▶ [ESERCIZIO]: Riscrivi il tratto che va dalla riga con "Objective — one point per instance of the shoe" fino alla riga con "Objective — one point per instance of the wooden", estremi inclusi e richieste comprese. Nelle risposte trasla ogni coordinata aggiungendovi -55.

▶ [MATERIALE DI LAVORO]:
====
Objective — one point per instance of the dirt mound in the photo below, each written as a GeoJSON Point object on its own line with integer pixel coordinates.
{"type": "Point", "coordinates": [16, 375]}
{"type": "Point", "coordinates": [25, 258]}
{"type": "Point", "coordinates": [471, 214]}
====
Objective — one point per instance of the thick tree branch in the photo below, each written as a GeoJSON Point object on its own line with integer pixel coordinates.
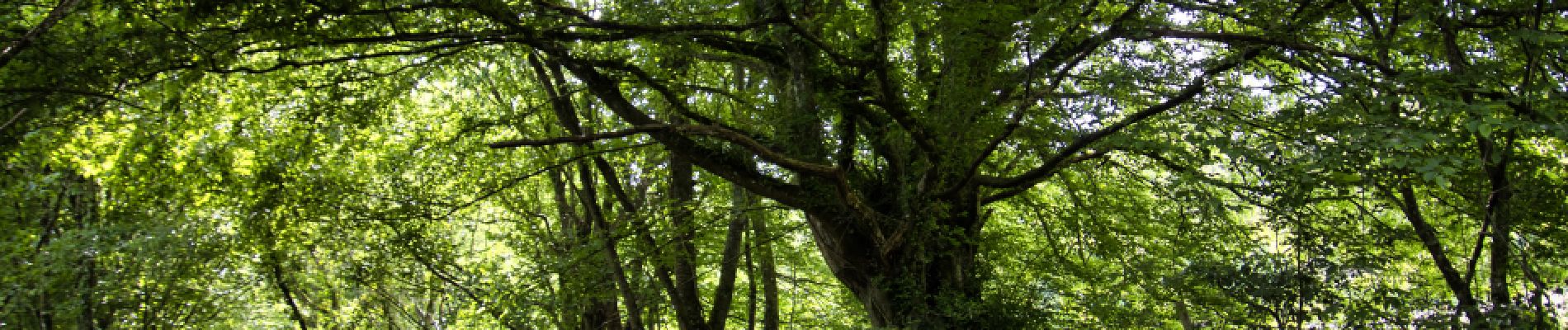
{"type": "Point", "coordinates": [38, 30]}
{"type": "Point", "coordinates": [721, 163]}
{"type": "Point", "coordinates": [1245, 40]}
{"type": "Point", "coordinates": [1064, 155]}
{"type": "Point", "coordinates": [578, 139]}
====
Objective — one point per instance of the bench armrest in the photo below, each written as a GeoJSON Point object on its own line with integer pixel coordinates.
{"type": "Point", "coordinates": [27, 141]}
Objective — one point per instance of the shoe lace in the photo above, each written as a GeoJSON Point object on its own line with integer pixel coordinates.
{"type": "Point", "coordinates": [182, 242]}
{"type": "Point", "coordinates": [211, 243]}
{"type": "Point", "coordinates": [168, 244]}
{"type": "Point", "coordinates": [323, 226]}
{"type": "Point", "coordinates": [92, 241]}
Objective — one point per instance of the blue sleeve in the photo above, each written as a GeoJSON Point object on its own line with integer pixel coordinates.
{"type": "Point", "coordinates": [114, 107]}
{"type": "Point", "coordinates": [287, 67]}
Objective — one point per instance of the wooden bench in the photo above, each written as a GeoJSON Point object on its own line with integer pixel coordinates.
====
▶ [RISPOSTA]:
Objective — one point per instance of the shoe lace in the photo above, each written as a GeoJSON Point object on its own line with integer pixel coordinates.
{"type": "Point", "coordinates": [127, 187]}
{"type": "Point", "coordinates": [156, 188]}
{"type": "Point", "coordinates": [113, 189]}
{"type": "Point", "coordinates": [268, 171]}
{"type": "Point", "coordinates": [37, 186]}
Objective — one point per instance of the blue sleeve in the photo above, each written as a GeoJSON Point object on its own line with integer pixel coordinates.
{"type": "Point", "coordinates": [59, 52]}
{"type": "Point", "coordinates": [232, 12]}
Objective — one point per instance of the wooden bench in the photo above, each written as a GeoJSON Point object on its own line with integer pixel coordinates.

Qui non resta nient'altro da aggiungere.